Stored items
--- start ---
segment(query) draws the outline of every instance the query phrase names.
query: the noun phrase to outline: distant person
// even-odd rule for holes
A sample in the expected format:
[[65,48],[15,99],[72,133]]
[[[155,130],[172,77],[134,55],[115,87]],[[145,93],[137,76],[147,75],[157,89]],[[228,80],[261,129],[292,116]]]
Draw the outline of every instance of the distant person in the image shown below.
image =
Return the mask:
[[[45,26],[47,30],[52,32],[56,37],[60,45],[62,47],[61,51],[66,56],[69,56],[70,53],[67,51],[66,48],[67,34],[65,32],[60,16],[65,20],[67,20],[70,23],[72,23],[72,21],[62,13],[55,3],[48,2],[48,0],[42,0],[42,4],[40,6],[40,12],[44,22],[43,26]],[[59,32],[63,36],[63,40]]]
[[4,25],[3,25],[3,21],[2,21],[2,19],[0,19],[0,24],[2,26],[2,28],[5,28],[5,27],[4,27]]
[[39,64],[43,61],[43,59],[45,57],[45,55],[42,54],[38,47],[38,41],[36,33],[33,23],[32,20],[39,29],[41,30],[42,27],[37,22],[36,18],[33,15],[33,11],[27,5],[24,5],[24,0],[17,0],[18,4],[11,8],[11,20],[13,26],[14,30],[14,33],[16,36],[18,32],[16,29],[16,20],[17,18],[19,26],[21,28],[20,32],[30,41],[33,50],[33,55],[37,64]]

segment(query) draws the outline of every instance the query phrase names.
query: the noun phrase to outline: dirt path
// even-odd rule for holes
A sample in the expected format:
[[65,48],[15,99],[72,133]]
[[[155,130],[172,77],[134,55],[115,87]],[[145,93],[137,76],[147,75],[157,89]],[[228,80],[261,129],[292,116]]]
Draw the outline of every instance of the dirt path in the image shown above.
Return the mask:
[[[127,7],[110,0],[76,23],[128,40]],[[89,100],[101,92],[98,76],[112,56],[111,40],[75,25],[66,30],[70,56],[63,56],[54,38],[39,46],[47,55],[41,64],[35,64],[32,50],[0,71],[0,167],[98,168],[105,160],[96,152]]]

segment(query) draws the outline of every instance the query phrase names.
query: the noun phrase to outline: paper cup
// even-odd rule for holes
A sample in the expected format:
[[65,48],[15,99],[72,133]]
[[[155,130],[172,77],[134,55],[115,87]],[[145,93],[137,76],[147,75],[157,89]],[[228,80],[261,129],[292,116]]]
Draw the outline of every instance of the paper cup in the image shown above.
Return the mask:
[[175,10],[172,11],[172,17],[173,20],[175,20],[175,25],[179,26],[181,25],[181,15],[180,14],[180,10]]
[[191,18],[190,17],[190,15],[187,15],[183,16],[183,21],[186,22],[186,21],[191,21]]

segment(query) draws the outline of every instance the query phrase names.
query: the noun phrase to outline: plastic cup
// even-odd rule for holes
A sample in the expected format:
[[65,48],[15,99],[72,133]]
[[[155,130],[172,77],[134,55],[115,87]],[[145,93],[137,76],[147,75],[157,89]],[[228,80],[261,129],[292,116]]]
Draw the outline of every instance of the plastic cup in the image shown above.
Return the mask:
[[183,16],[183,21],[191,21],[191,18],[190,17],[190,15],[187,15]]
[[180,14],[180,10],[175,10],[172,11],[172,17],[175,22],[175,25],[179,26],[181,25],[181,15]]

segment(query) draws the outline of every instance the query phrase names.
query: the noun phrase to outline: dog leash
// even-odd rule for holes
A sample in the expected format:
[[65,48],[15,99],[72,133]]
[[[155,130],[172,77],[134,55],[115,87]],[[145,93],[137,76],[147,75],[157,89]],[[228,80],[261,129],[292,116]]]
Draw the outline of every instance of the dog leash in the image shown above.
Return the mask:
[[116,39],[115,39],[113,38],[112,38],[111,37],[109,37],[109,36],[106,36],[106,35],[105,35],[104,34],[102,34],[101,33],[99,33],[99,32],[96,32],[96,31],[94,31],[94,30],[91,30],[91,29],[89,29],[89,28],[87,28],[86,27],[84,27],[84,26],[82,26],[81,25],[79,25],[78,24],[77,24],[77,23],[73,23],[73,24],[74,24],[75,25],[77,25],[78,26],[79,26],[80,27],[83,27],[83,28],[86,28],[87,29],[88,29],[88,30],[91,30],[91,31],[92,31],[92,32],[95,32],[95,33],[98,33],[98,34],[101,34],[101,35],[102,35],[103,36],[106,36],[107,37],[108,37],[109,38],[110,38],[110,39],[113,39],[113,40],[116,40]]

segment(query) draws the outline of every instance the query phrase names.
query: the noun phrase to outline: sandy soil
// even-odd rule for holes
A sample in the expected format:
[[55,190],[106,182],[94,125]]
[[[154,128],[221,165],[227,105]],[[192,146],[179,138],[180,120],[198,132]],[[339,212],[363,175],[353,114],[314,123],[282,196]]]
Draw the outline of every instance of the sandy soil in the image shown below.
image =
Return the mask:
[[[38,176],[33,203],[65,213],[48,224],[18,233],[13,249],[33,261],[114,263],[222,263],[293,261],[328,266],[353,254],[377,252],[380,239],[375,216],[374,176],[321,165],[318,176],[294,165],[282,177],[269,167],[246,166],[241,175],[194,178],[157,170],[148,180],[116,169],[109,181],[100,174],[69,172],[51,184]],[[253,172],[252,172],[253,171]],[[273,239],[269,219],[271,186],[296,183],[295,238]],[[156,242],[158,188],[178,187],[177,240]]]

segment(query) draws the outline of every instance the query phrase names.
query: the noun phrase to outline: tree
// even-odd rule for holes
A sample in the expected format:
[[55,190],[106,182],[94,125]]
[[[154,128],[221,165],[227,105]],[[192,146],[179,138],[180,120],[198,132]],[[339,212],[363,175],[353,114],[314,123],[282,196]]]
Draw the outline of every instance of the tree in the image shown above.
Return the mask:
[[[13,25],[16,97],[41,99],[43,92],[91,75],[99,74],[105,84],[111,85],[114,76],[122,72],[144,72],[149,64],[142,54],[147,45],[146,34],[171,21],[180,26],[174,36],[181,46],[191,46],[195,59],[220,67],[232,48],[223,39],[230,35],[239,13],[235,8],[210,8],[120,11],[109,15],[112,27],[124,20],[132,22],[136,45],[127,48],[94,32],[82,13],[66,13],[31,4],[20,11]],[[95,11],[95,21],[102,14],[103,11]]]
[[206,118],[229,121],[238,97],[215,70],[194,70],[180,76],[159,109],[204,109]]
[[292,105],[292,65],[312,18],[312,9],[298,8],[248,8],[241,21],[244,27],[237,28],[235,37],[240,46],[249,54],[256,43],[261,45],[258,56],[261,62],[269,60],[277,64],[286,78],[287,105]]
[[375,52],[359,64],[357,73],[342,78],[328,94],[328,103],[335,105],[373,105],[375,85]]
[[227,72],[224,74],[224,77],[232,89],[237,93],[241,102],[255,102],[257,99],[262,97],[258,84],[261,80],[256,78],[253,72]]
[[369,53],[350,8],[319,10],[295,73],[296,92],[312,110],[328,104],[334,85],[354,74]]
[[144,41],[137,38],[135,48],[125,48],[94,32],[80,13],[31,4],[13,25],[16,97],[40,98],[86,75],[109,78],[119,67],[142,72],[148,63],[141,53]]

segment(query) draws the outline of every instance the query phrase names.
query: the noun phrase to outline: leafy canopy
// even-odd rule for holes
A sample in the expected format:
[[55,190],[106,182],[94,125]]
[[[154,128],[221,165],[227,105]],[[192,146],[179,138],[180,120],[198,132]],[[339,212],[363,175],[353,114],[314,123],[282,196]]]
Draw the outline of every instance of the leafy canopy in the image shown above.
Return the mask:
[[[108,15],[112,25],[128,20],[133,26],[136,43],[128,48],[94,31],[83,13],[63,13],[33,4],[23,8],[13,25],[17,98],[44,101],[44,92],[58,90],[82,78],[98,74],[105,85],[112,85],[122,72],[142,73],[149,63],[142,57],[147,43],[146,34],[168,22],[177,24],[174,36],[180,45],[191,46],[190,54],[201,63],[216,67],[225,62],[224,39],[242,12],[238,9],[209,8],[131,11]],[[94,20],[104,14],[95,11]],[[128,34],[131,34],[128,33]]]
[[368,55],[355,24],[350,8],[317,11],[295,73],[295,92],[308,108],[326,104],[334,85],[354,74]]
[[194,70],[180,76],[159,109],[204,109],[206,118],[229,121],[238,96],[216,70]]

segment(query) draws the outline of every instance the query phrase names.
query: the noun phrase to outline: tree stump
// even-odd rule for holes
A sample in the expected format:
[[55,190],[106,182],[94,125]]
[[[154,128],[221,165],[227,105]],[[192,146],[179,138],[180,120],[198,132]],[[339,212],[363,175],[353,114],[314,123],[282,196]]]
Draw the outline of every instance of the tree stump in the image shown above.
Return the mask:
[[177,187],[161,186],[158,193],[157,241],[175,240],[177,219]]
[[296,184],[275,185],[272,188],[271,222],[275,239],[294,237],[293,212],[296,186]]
--- end ---
WORK TO DO:
List every line of the listing above that contains the string "stump".

IN RESPONSE:
query: the noun phrase to outline: tree stump
Draw the outline of every instance of the tree stump in the image shown above.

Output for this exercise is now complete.